GOAL:
Can you rewrite every entry below with "serrated leaf" replaced by "jagged leaf" and everything else left unchanged?

(Data entries)
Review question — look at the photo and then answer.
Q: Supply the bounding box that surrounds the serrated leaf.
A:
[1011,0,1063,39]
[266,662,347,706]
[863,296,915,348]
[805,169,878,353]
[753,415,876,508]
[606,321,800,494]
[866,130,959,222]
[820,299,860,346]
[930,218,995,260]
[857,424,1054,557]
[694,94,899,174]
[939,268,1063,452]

REPLY TO THE TASK:
Review question — look at the photo and then answer.
Q: Supply the bounding box that surrounds the jagged leaf.
A:
[1011,0,1063,39]
[266,662,347,706]
[863,296,915,348]
[805,169,878,353]
[753,415,876,508]
[606,321,800,494]
[866,130,959,222]
[820,299,860,346]
[930,218,995,260]
[857,424,1054,557]
[694,94,899,174]
[939,268,1063,452]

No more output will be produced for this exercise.